═════ Source data
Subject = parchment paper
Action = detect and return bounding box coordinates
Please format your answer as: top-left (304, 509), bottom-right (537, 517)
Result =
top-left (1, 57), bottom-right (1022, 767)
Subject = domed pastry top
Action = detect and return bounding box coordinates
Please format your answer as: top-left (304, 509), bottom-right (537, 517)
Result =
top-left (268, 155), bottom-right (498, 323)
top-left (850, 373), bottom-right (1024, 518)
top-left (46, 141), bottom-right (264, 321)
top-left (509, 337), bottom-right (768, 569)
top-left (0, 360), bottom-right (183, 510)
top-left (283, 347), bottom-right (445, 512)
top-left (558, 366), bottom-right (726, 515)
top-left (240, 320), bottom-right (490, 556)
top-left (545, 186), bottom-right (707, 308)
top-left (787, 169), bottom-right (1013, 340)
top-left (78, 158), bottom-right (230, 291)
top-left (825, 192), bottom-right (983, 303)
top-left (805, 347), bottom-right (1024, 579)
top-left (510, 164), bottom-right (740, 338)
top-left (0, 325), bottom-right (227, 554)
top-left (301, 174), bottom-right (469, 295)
══════════
═════ Source data
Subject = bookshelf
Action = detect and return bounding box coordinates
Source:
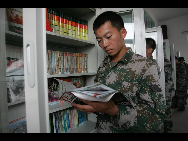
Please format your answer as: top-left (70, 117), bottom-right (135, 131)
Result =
══════════
▶ [Work instructions]
Check each line above for the string "Subject" and copy every line that has it.

▶ [Task result]
Subject = parchment paper
Subject = domed pastry top
Subject = bookshelf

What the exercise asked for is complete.